Look through the records and copy each line with the string "ground" in it.

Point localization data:
......
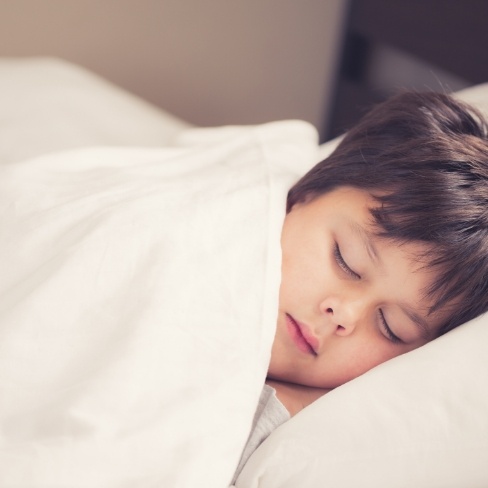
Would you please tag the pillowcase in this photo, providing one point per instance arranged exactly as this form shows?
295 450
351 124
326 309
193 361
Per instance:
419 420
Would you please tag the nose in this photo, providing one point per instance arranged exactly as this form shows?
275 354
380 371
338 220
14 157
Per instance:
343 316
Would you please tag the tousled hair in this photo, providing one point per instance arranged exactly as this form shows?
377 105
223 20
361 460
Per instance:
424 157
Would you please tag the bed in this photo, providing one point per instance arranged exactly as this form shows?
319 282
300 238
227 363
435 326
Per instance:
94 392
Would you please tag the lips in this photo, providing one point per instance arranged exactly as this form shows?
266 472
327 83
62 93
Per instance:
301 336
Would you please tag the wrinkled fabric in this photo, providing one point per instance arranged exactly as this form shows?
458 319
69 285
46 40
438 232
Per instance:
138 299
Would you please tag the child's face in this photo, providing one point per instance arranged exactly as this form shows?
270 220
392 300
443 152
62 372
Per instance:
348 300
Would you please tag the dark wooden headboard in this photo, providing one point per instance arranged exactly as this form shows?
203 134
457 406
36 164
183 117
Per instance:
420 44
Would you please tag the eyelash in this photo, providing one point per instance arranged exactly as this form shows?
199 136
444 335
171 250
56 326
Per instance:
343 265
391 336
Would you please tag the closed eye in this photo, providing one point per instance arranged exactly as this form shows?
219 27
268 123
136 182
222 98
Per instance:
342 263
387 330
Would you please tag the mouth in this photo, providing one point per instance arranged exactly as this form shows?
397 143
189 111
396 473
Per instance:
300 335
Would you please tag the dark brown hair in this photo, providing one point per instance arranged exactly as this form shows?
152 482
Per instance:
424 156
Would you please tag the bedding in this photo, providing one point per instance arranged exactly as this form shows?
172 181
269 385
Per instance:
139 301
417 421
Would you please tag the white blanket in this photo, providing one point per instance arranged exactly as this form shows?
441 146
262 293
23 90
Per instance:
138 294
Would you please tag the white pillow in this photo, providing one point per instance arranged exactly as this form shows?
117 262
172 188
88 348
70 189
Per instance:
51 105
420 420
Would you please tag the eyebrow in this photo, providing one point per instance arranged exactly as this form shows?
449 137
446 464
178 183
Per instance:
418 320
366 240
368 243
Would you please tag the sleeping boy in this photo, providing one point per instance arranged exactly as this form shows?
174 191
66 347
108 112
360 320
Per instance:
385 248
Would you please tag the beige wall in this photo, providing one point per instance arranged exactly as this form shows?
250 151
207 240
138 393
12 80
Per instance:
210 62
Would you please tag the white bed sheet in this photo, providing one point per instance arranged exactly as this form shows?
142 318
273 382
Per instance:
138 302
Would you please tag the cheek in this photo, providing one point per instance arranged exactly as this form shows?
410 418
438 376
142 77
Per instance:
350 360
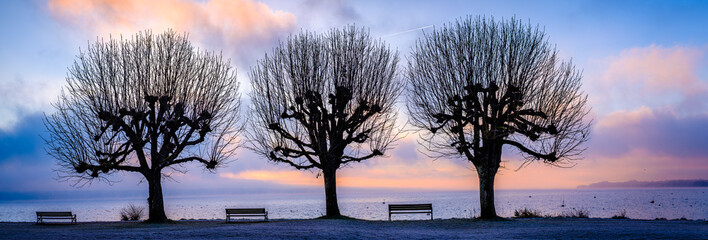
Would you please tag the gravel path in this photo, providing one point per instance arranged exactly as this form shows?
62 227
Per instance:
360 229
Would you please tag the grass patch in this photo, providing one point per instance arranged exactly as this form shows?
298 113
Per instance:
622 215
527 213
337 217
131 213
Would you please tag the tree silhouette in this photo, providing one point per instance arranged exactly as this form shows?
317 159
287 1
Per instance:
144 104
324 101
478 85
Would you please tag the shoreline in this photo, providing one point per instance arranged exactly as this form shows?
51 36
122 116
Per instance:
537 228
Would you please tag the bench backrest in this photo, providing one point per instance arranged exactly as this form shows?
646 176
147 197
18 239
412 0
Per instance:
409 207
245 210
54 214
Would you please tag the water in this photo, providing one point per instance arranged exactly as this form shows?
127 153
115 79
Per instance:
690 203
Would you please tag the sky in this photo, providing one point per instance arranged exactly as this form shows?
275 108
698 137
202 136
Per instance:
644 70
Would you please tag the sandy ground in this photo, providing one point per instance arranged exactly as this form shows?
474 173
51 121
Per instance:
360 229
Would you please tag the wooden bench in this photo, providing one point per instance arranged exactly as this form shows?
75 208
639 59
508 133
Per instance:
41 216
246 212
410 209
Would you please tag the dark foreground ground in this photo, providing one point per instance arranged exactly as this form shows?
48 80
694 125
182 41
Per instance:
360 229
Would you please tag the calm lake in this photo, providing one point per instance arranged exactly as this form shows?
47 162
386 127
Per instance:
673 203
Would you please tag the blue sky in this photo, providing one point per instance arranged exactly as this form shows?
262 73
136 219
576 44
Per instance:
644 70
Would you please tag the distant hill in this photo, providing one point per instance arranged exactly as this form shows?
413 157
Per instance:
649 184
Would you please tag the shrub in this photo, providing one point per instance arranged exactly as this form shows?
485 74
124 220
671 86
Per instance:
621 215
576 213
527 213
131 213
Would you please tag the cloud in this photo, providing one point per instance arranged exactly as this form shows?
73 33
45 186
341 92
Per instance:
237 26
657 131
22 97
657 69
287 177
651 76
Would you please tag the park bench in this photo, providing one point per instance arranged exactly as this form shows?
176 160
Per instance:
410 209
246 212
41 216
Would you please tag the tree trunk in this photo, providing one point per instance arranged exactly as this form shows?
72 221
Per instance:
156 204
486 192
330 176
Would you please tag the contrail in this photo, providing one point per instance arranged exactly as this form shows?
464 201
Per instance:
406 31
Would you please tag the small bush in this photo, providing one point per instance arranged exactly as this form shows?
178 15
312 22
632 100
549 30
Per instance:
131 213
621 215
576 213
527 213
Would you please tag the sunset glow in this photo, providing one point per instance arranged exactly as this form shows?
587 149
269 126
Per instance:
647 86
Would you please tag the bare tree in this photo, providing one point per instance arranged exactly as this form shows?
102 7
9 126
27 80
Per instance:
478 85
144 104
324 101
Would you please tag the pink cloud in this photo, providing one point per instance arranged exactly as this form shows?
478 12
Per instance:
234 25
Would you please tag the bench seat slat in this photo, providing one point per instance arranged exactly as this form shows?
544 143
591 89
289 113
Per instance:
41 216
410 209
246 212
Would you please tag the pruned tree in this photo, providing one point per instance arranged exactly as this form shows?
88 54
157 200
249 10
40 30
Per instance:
......
### Solution below
Would you please tag the sandy ground in this photo, providing one point per instance arranged exactly as this form shows?
Would you please tag the dark foreground ground in this photo, providing one point per instance arranged exactly as this form shows?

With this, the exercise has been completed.